__Directions for this task__. Reproduce every line of the records below, requests included, and multiply each polygon coordinate in the answers by 2.2, rounding to the nearest whole number with halves rounded up. Leave the numbers in the requests and their format samples unchanged.

__Given information__.
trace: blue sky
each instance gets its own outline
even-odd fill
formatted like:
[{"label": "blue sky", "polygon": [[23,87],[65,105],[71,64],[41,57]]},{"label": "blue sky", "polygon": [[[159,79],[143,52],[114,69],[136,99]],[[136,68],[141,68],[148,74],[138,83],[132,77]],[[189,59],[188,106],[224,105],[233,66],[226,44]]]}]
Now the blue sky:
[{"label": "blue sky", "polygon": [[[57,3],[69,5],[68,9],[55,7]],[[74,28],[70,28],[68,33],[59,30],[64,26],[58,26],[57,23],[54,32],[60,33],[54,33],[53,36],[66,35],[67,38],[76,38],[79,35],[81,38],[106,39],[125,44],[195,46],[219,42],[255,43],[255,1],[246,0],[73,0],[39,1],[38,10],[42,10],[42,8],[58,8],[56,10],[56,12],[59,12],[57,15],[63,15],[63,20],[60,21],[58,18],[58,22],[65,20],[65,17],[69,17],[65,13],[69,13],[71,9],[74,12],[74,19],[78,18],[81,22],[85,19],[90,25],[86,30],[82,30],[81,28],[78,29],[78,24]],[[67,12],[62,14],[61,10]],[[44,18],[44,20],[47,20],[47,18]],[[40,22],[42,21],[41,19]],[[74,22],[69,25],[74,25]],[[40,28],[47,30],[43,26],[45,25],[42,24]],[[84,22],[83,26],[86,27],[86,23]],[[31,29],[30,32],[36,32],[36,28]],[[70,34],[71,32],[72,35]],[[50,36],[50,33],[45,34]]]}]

__Correct response__.
trace: blue sky
each instance gets its own outline
even-odd fill
formatted like:
[{"label": "blue sky", "polygon": [[23,87],[65,105],[71,64],[41,57]]},{"label": "blue sky", "polygon": [[[159,79],[143,52],[114,69],[136,99]],[[136,68],[141,68],[148,74],[138,83],[132,77]],[[189,59],[188,106],[224,105],[233,66],[226,44]]]}]
Now the blue sky:
[{"label": "blue sky", "polygon": [[[125,7],[152,11],[150,20],[121,15]],[[163,62],[154,62],[150,73],[130,66],[141,57],[128,57],[125,51],[119,70],[132,73],[119,73],[117,79],[145,77],[147,84],[167,84],[174,77],[178,84],[233,86],[275,97],[429,101],[482,92],[561,95],[561,2],[541,0],[161,0],[86,2],[84,22],[92,22],[92,18],[128,18],[123,22],[123,26],[130,26],[125,33],[139,33],[139,44],[132,46],[128,40],[128,48],[143,44],[143,37],[152,37],[143,29],[152,29],[156,20],[163,26],[163,42],[172,40],[178,48],[187,42],[198,55],[189,66],[180,66],[178,62],[172,64],[172,53]],[[147,26],[136,31],[134,22]],[[97,40],[97,44],[103,44],[103,40]],[[88,48],[92,46],[90,42]],[[163,48],[152,55],[163,55]],[[88,62],[103,66],[95,57],[99,55],[92,53]],[[185,48],[183,57],[189,59],[189,51]],[[68,64],[66,70],[79,70],[79,62]],[[154,75],[156,70],[158,77]],[[110,79],[110,73],[99,75]]]}]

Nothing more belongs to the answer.